_Your task_
Your task is to write out the lines from the line containing "point: the silhouetted shrub, center" through the last line of the material, exactly.

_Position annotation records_
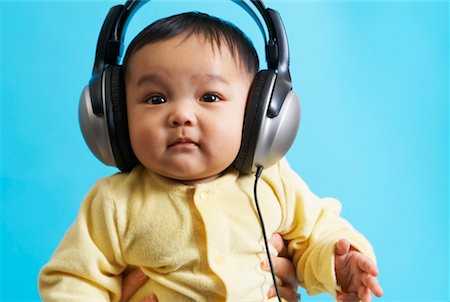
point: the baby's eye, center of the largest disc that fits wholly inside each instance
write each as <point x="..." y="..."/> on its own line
<point x="156" y="100"/>
<point x="210" y="98"/>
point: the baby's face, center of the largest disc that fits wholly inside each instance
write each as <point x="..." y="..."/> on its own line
<point x="186" y="101"/>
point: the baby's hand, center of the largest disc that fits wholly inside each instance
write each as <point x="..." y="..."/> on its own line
<point x="355" y="273"/>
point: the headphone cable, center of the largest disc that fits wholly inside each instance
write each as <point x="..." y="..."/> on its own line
<point x="257" y="176"/>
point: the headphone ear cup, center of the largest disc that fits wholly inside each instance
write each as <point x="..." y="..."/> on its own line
<point x="116" y="111"/>
<point x="259" y="97"/>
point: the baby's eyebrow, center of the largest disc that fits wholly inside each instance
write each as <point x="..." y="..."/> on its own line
<point x="149" y="78"/>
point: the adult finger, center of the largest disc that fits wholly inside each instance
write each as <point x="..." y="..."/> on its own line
<point x="278" y="243"/>
<point x="367" y="265"/>
<point x="364" y="294"/>
<point x="131" y="283"/>
<point x="372" y="284"/>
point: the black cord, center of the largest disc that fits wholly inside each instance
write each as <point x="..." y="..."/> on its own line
<point x="255" y="192"/>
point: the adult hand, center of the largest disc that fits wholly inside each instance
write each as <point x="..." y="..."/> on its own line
<point x="355" y="273"/>
<point x="284" y="269"/>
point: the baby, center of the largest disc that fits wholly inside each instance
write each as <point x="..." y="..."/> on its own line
<point x="184" y="215"/>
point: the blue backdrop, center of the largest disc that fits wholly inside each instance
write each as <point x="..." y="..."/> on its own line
<point x="373" y="80"/>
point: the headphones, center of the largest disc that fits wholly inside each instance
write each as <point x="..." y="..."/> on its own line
<point x="272" y="114"/>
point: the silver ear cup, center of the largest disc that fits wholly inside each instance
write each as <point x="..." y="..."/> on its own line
<point x="95" y="129"/>
<point x="277" y="134"/>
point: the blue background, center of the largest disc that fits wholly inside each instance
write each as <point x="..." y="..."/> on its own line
<point x="373" y="80"/>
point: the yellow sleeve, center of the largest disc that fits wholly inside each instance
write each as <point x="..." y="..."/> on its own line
<point x="87" y="265"/>
<point x="312" y="226"/>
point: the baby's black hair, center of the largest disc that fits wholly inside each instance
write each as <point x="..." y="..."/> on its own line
<point x="212" y="28"/>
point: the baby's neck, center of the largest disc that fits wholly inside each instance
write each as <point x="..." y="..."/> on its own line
<point x="192" y="182"/>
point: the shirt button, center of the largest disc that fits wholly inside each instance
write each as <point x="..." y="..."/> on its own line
<point x="204" y="195"/>
<point x="219" y="259"/>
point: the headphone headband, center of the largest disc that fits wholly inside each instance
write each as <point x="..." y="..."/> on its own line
<point x="112" y="36"/>
<point x="272" y="114"/>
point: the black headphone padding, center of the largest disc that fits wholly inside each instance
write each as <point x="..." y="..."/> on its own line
<point x="117" y="118"/>
<point x="254" y="114"/>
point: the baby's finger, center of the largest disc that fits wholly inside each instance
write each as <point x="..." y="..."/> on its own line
<point x="364" y="294"/>
<point x="278" y="243"/>
<point x="131" y="283"/>
<point x="287" y="293"/>
<point x="372" y="284"/>
<point x="151" y="298"/>
<point x="353" y="297"/>
<point x="284" y="269"/>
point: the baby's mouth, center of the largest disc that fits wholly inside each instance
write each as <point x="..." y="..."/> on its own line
<point x="183" y="141"/>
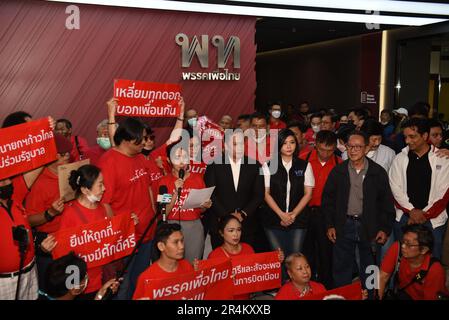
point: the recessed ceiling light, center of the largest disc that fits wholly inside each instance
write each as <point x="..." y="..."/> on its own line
<point x="262" y="12"/>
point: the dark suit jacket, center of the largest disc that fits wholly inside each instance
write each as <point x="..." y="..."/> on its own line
<point x="225" y="200"/>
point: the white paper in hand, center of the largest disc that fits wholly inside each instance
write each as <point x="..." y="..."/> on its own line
<point x="197" y="197"/>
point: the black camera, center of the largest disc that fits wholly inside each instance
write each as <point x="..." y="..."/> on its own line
<point x="20" y="234"/>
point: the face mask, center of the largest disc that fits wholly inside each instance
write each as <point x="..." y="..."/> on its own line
<point x="104" y="143"/>
<point x="6" y="192"/>
<point x="192" y="122"/>
<point x="92" y="198"/>
<point x="276" y="114"/>
<point x="146" y="152"/>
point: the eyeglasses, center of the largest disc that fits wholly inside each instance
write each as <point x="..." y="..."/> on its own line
<point x="408" y="245"/>
<point x="356" y="147"/>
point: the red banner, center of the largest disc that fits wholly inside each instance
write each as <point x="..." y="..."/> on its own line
<point x="99" y="242"/>
<point x="211" y="282"/>
<point x="212" y="137"/>
<point x="147" y="99"/>
<point x="349" y="292"/>
<point x="256" y="272"/>
<point x="25" y="147"/>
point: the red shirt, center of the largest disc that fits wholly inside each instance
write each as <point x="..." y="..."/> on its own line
<point x="433" y="282"/>
<point x="280" y="125"/>
<point x="82" y="145"/>
<point x="252" y="148"/>
<point x="43" y="193"/>
<point x="304" y="150"/>
<point x="156" y="272"/>
<point x="127" y="184"/>
<point x="194" y="181"/>
<point x="9" y="249"/>
<point x="75" y="215"/>
<point x="310" y="136"/>
<point x="320" y="174"/>
<point x="221" y="253"/>
<point x="94" y="154"/>
<point x="289" y="292"/>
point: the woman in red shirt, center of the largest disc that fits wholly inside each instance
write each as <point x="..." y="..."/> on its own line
<point x="299" y="285"/>
<point x="230" y="229"/>
<point x="189" y="219"/>
<point x="87" y="182"/>
<point x="168" y="257"/>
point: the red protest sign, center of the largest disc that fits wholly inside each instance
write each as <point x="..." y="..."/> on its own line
<point x="212" y="137"/>
<point x="25" y="147"/>
<point x="349" y="292"/>
<point x="147" y="99"/>
<point x="256" y="272"/>
<point x="211" y="282"/>
<point x="99" y="242"/>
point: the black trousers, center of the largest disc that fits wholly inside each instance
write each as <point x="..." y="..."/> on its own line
<point x="318" y="249"/>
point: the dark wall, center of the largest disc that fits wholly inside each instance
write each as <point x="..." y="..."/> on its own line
<point x="414" y="71"/>
<point x="327" y="74"/>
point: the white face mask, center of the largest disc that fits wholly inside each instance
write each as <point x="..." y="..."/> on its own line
<point x="276" y="114"/>
<point x="93" y="198"/>
<point x="316" y="129"/>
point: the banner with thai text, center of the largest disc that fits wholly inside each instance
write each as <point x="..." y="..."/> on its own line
<point x="147" y="99"/>
<point x="210" y="282"/>
<point x="256" y="272"/>
<point x="25" y="147"/>
<point x="99" y="242"/>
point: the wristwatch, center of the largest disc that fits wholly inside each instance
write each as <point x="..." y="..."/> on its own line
<point x="48" y="216"/>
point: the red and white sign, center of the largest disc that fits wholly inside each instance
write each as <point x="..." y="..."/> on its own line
<point x="99" y="242"/>
<point x="211" y="282"/>
<point x="147" y="99"/>
<point x="25" y="147"/>
<point x="212" y="138"/>
<point x="256" y="272"/>
<point x="349" y="292"/>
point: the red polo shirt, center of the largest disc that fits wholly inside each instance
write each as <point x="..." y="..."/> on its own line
<point x="194" y="181"/>
<point x="156" y="272"/>
<point x="9" y="249"/>
<point x="434" y="281"/>
<point x="127" y="184"/>
<point x="289" y="292"/>
<point x="320" y="172"/>
<point x="76" y="215"/>
<point x="43" y="193"/>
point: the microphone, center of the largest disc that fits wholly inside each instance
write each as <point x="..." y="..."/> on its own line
<point x="181" y="176"/>
<point x="163" y="190"/>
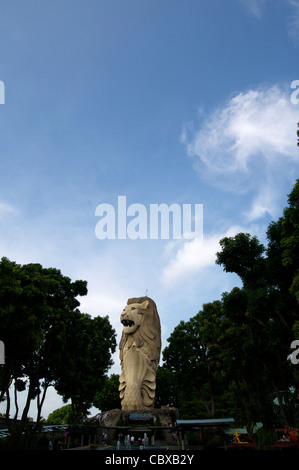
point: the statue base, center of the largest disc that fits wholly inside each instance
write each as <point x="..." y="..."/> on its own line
<point x="158" y="424"/>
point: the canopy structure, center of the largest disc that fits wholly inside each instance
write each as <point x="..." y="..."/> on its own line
<point x="199" y="423"/>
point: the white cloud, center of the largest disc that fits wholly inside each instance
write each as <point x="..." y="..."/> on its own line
<point x="249" y="146"/>
<point x="193" y="256"/>
<point x="255" y="7"/>
<point x="294" y="21"/>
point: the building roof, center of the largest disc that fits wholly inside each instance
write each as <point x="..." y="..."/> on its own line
<point x="203" y="422"/>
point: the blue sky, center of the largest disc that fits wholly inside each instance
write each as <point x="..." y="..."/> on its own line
<point x="173" y="101"/>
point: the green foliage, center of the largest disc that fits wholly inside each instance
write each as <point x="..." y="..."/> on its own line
<point x="48" y="341"/>
<point x="63" y="415"/>
<point x="107" y="397"/>
<point x="241" y="344"/>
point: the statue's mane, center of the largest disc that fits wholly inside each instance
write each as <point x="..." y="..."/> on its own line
<point x="149" y="332"/>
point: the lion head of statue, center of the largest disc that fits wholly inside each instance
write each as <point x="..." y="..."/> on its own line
<point x="141" y="324"/>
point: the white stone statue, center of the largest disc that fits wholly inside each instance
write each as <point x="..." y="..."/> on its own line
<point x="140" y="348"/>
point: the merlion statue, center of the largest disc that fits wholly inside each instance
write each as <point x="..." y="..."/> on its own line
<point x="140" y="348"/>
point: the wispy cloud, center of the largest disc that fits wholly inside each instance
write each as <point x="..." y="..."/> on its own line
<point x="191" y="257"/>
<point x="249" y="146"/>
<point x="293" y="24"/>
<point x="255" y="7"/>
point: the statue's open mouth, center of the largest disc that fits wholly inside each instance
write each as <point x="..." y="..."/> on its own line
<point x="128" y="322"/>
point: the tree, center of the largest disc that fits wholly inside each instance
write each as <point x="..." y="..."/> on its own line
<point x="81" y="373"/>
<point x="268" y="309"/>
<point x="62" y="415"/>
<point x="107" y="397"/>
<point x="48" y="341"/>
<point x="191" y="356"/>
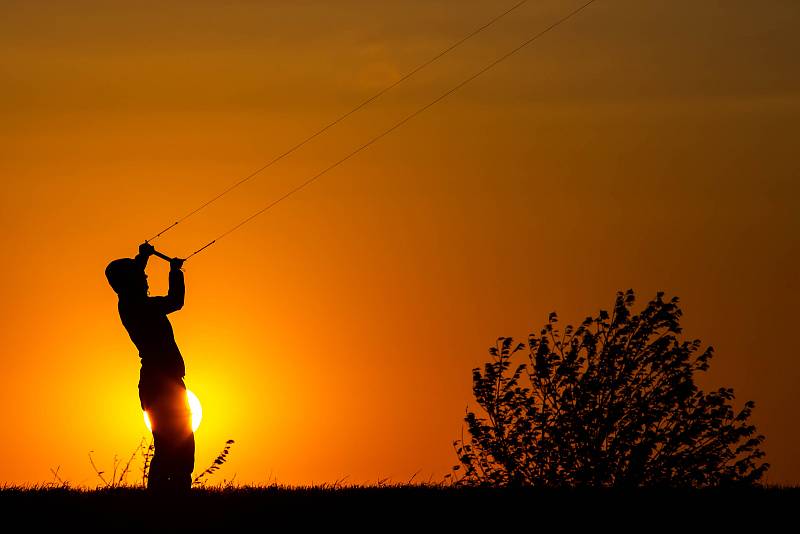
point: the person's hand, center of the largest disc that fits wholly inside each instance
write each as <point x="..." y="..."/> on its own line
<point x="146" y="249"/>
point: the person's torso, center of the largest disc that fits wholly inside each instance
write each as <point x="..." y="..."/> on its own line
<point x="151" y="332"/>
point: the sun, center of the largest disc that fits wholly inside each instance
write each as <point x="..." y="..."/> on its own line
<point x="194" y="407"/>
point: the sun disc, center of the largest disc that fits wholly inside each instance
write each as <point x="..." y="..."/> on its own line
<point x="194" y="407"/>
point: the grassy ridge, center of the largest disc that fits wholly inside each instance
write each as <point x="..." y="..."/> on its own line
<point x="387" y="508"/>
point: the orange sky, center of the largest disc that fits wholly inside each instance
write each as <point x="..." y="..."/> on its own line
<point x="650" y="145"/>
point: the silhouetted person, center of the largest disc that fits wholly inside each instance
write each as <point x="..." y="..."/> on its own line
<point x="161" y="389"/>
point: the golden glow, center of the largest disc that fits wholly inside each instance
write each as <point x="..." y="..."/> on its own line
<point x="194" y="407"/>
<point x="336" y="334"/>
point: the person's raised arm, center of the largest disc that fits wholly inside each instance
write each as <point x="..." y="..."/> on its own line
<point x="145" y="251"/>
<point x="173" y="301"/>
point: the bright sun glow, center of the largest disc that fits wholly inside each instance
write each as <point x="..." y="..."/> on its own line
<point x="194" y="407"/>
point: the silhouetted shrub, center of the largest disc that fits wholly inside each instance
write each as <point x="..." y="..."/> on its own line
<point x="610" y="403"/>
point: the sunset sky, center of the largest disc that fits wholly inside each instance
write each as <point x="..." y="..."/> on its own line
<point x="651" y="145"/>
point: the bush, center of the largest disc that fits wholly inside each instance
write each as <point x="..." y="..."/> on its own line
<point x="612" y="403"/>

_Problem solution_
point: the silhouetted shrub, center of the largest disc that fits wholly inside each instance
write each as <point x="..." y="..."/> on its own line
<point x="610" y="403"/>
point: the sunset sky, center of the largest disc that fits wholly inside each instance
write each as <point x="..." y="..."/> on its own line
<point x="651" y="145"/>
point: the bush, center of the largest disc that fits wholly inside each instance
write each as <point x="..." y="..."/> on its own line
<point x="612" y="403"/>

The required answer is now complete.